■ EXERCISE TEXT:
_ _ _ _

The needs of all and the research efforts that could be undertaken to meet them, thus, are a very diverse lot. While (almost) all members of the human population have strong interests in ending the pandemic and mitigating its downstream consequences, different people were, are or may in (even the more distant) future be affected differently and thus have interests in different aspects of the problem. Indeed, for different people the SARS-CoV-2 pandemic will constitute a different kind of problem or, as individuals may be confronted with multiple effects of the pandemic, combination of problems: for infected people it might be foremost a medical problem (depending on whether they develop any symptoms), for parents it might be foremost a problem of how to provide their children with a good education, for someone who lost their job because of a lockdown it will primarily an economic problem, and so on. Because there are so many different interest at stake and so many different possible research topics are related to these interests in complicated ways, the task of directing the allocation of research resources toward the needs of all is daunting.

_ _ _ _

Write the paragraph that follows the passage on directing pandemic research resources toward everyone's needs, starting after its final sentence.

■ ENTRIES PROVIDED:

_ _ _ _

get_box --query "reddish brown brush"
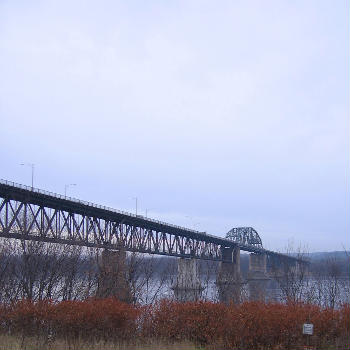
[0,298,350,349]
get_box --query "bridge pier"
[216,247,242,304]
[171,258,204,302]
[96,249,132,303]
[247,253,270,301]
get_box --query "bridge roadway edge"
[0,180,305,263]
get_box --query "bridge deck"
[0,180,302,260]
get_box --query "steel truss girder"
[0,196,221,260]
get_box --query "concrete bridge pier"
[247,254,270,301]
[96,249,132,303]
[216,247,242,304]
[171,258,204,302]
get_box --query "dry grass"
[0,335,199,350]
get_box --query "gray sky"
[0,0,349,251]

_ _ _ _

■ OUTPUT FOR THIS TASK:
Kitcher’s ideal can be a useful tool in this context, precisely because it is an ideal. In practice, any decision-making processes will fall well short of an ideal deliberation because the ideal presupposes all participants in the debate to be ideal decision makers: fully open to change their views, fully empathic to the plights of others, fully informed about the nature of the problem, the various ways in which others are affected, and the state of the art in science and technology, etc. Real people of course aren’t such ideal decision makers and even if they were, there are too many divergent interests to reach a fair weighing. But this does not render the ideal of well-ordered science useless: it can still serve as a beacon on which individual scientists, policy makers, interest groups, and other stakeholders can orient themselves (without actually conducting any debate) by asking themselves what, given their current state of information, the outcome of an ideal deliberation would or could have been, and prioritize research efforts accordingly. Note that this suggestion does not involve actual debates within societies, in which only the interests that are present in the society in which the debate occurs are voiced and heard. Rather, on this suggestion individual people and institutions consider which interests could exist, how they should be weighed and how research could be best attuned to these weighed interests. This allows a wide variety of interests, approaches and values to enter into the considerations, not limited to those in a particular society or in the Global North (to which discussions on scientific research are often limited) but equally including the Global South. Scientific research should serve all of humanity equally and be conducted by researchers from all regions of the planet, and using Kitcher’s ideal as a tool for individual considerations and individual decision making rather than debates involving an entire society is a way to achieve more inclusivity in the allocation of resources for research.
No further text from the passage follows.